• **TEXT UNDER STUDY**
§
Expect the best, you get the best; There is some evidence that suggests that parents who expect the best from their children tend to have children who perform better academically, socially, and emotionally. However, this does not mean that parents should have unrealistic or excessive expectations that put too much pressure on their children. Rather, parents should have positive and supportive expectations that encourage their children to reach their full potential. As godly parents celebrate even the “small wins” with your child and build their esteem will drive them to achieve more. For example your child cleans their room without you telling them, they are fulfilling your expectation for them, don’t be the parent that only looks at the dirty-socks they forgot to put away in a generally tidy room (even if it’s only 50% tidy!)

Give and you shall receive. Bible says give and you shall receive. You want a child to be a giver but do they see that giving nature in you?

Modelling (Do you as a parent live a discipline life). How do you expect your children to live a disciplined life, when they see the opposite in you. They see you lash out without control at your spouse and you now want the children to manage their “big-emotions” better! They are only modelling what they see in you.

Stay the course and Know your children. If you know where you are going as a parent, your children will follow you. Bible tells us the sheep will only follow the real shepherd. Children will always follow your lead.

John 10:27, My sheep hear my voice, and I know them, and they follow me (BRG)

Look at the sequence; the sheep first hear the voice of Jesus. Secondly Jesus knows His sheep and the outcome is that the sheep follows Him.

If your children don’t know your voice in the home, you are never there, how will they know you and how will you know them? It is only parents that children know they are willing to follow. Also, if you don’t truly know your children, you cannot lead them or parent them effectively

In dealing with your children learn to respond rather than react. Children knows what button to press, and if all you are doing is reacting to your children’s behaviour all the time, you may be building a wedge between you and them. If you learn to respond more to what your children are telling you, you will find that as they grow older, they will turn more and more towards you (for psychological safety). But when all you do is react to everything your child does, they will eventually shut you out of their lives emotionally and you find that they spend more time on other people, social media and other distraction. You end up having a child in your house that though they live with you, you know nothing about them

Learn to listen more to your children. When they want to talk, they do want to talk. So make time for them. You may have to stop what you are doing and make time to just listen to them even its not convenient for you in order to understand the ideas, concerns & expectations of your child. Sharing feelings with your child, open things up but when you are too judgemental, it shuts things down (the connection between you and your child)
§
• **DATA LISTING**
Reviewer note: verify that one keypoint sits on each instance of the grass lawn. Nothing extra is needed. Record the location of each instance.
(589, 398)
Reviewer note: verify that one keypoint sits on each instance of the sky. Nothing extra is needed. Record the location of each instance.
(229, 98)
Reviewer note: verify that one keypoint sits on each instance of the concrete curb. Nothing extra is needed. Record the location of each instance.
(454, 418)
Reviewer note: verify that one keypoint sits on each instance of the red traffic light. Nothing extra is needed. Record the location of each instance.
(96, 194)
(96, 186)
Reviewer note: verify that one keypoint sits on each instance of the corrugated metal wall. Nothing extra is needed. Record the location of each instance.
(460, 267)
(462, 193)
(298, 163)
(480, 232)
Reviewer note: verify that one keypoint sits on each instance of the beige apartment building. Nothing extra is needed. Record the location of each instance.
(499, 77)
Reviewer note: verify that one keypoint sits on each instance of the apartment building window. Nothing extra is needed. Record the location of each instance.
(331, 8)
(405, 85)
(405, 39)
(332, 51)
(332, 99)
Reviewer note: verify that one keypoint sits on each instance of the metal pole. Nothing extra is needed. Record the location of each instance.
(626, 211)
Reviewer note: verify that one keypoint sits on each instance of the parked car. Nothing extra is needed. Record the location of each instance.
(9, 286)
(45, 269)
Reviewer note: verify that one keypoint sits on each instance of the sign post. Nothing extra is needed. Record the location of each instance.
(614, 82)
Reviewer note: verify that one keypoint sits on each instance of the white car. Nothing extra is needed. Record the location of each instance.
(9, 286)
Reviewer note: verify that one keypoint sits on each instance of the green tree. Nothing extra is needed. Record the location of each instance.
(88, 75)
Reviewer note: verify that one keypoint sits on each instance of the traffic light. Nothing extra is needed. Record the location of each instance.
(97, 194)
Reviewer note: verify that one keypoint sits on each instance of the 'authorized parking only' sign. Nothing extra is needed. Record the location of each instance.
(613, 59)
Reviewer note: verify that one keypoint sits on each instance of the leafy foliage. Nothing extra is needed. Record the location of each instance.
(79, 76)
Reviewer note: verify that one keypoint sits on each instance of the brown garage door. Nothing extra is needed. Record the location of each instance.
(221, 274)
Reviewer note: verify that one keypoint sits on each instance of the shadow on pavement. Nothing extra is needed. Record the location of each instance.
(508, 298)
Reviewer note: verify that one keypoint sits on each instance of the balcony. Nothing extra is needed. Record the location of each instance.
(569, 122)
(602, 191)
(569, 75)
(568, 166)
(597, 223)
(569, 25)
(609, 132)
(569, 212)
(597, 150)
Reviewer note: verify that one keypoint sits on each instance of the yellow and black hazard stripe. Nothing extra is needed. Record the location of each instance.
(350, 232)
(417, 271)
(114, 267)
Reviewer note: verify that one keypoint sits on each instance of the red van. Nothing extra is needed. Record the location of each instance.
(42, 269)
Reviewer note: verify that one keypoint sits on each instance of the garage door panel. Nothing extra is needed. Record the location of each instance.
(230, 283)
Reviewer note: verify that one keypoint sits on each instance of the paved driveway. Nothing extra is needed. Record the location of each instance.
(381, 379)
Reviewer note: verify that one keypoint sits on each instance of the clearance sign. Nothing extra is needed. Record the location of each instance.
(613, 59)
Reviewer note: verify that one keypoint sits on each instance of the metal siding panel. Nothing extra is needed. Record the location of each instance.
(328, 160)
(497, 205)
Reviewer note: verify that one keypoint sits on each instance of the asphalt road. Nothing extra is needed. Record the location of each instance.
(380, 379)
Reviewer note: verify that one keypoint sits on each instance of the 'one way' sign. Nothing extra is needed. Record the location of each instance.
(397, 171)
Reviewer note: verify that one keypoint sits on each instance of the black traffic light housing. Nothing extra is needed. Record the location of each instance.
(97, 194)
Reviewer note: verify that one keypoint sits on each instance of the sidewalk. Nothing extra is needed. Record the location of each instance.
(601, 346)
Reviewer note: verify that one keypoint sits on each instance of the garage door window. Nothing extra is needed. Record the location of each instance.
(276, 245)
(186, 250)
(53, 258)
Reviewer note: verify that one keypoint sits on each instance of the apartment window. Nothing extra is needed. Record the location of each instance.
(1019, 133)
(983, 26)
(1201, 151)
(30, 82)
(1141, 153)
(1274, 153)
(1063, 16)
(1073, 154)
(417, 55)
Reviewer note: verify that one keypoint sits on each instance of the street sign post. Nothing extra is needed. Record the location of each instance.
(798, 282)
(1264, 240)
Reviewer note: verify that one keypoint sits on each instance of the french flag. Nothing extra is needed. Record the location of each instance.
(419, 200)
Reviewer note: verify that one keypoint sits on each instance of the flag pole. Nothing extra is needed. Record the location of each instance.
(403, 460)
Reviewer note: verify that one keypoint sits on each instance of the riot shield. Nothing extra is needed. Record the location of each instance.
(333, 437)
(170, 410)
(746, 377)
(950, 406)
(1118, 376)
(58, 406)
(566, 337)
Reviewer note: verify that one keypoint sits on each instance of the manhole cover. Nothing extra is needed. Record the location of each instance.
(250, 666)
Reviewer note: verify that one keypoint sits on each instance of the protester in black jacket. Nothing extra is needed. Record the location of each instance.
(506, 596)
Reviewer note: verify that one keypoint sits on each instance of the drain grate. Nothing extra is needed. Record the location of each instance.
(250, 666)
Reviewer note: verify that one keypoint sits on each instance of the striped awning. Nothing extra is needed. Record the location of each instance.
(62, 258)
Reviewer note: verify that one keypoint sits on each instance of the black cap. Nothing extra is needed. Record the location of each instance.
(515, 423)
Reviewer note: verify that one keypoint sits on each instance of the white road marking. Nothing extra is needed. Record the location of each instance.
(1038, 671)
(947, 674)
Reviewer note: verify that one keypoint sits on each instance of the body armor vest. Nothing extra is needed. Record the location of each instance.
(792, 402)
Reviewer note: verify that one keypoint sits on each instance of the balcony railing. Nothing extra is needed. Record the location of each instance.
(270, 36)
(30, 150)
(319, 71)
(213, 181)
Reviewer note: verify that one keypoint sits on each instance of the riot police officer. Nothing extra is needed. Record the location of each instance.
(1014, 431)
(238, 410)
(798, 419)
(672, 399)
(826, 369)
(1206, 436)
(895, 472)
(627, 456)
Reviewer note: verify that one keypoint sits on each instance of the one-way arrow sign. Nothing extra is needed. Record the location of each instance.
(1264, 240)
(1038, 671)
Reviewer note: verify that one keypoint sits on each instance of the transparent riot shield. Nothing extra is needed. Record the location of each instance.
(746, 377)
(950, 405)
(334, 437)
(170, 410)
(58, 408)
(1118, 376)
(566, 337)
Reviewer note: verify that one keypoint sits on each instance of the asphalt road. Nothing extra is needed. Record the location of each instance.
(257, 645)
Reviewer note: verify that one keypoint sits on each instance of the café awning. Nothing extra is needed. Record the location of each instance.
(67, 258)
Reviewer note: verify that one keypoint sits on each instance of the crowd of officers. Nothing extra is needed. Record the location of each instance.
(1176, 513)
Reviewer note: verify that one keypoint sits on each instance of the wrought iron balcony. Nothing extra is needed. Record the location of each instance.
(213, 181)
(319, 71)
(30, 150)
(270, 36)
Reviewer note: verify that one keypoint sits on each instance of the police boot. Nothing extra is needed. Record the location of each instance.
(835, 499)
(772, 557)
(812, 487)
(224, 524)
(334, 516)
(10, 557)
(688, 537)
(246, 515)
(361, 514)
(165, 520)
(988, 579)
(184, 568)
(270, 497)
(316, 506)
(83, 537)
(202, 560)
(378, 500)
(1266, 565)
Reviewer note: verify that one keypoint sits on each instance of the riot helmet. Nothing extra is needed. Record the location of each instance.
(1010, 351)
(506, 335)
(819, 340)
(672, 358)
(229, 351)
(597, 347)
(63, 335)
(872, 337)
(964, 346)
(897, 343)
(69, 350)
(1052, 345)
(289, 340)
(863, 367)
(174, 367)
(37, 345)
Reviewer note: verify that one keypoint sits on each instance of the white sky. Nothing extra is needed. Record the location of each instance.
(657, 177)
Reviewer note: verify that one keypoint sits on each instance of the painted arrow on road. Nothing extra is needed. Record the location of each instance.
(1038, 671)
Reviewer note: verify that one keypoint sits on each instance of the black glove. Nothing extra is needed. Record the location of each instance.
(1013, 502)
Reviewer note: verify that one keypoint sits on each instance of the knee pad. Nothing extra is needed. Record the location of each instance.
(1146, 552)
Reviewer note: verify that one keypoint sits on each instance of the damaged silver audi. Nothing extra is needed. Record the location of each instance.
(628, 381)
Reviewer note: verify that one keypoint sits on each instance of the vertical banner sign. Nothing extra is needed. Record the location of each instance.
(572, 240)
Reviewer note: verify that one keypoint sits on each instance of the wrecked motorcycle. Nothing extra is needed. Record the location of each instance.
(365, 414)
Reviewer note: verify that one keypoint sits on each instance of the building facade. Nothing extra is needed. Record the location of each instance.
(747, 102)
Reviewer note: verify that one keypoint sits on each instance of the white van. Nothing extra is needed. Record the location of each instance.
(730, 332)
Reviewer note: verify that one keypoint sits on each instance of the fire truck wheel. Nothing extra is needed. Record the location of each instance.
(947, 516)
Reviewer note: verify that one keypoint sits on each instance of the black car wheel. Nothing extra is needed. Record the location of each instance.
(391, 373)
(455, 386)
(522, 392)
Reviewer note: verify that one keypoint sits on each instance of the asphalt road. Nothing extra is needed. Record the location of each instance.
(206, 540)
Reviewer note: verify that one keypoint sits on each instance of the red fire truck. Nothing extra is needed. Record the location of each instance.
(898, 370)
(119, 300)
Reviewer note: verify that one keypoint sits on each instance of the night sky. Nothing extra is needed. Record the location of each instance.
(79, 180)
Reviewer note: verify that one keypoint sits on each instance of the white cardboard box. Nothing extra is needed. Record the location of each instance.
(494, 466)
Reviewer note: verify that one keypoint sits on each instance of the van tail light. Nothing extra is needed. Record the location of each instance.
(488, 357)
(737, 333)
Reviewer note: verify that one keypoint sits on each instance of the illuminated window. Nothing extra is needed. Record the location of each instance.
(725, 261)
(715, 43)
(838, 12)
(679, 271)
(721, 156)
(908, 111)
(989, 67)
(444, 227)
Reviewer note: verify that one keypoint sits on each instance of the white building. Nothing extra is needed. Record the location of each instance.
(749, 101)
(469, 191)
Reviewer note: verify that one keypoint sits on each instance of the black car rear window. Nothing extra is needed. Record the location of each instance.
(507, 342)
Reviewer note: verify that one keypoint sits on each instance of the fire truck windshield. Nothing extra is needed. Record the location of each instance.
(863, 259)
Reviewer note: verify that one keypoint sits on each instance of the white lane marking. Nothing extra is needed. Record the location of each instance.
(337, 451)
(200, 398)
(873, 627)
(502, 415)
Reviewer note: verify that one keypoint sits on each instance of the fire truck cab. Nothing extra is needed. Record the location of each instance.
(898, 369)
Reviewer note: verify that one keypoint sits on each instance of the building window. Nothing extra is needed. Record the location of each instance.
§
• **ASSIGNED TASK A**
Translate this sentence from the text on parenting into Spanish: "Children will always follow your lead."
• **ASSIGNED TASK B**
Pick up the text on parenting after its last sentence and continue writing it.
The entries can be set aside, as nothing here depends on them.

• **REPLY A**
Los niños siempre seguirán tu ejemplo.

• **REPLY B**
Children are taking notes. We want our children to be honest, we want our children to be kind and not lash out when things are not going their way. These are good moral virtues to incorporate in our children but are you as a parent those things you want your child to be? Children model the way we behave and live our lives. They are taking spiritual notes on your closeness to God or the lack of it. They are taking emotional notes for example how you respond to sensitive or pressurised situations. They are taking psychological notes from you, for example your conscious and unconscious behaviours. They will model your ethical and unethical behaviour.

God bless you

Altar call for the unbeliever: For anyone reading this article who is not saved and wants to be part of the family of God, please repeat this out loud. Lord Jesus, I acknowledge that I have sinned against you. Lord Jesus forgive me of my sins. I repent of my sins. Lord Jesus come into my life and be my Lord now and forever in Jesus Name

Prayer: O Lord give me the grace to write godly notes in all aspects of my behaviour and walk with God, that my children can emulate in Jesus mighty name.